* _YOUR ASSIGNMENT_
Filter the entries down to the lines containing "mark", and copy those lines.
....
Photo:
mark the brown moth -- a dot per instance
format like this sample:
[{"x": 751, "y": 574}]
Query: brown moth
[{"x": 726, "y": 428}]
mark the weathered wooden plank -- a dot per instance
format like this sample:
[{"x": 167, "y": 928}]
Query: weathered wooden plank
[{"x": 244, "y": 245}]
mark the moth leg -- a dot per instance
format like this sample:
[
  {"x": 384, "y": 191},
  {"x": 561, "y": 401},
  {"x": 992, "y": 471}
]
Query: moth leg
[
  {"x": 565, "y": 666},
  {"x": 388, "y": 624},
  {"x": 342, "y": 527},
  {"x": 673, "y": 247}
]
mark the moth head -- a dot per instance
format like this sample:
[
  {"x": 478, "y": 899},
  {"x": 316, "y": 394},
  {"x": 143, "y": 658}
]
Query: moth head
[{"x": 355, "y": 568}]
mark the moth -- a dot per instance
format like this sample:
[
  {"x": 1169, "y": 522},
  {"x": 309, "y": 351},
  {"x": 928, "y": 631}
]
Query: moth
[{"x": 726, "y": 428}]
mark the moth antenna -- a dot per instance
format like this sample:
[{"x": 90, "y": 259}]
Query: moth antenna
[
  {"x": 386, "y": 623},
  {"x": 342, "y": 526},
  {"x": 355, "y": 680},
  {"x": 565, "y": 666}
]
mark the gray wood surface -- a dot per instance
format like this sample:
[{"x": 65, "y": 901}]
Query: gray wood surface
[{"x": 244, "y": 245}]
....
* _SOLUTION FOR THIS PROBLEM_
mark the brown moth -- a dot per instance
mark the weathered wooden plank -- a dot per instance
mark the moth leg -- a dot per instance
mark the moth head -- a dot per instance
mark the moth -- a dot per instance
mark the moth antenna -- a dot per instance
mark the gray wood surface -- a dot per instance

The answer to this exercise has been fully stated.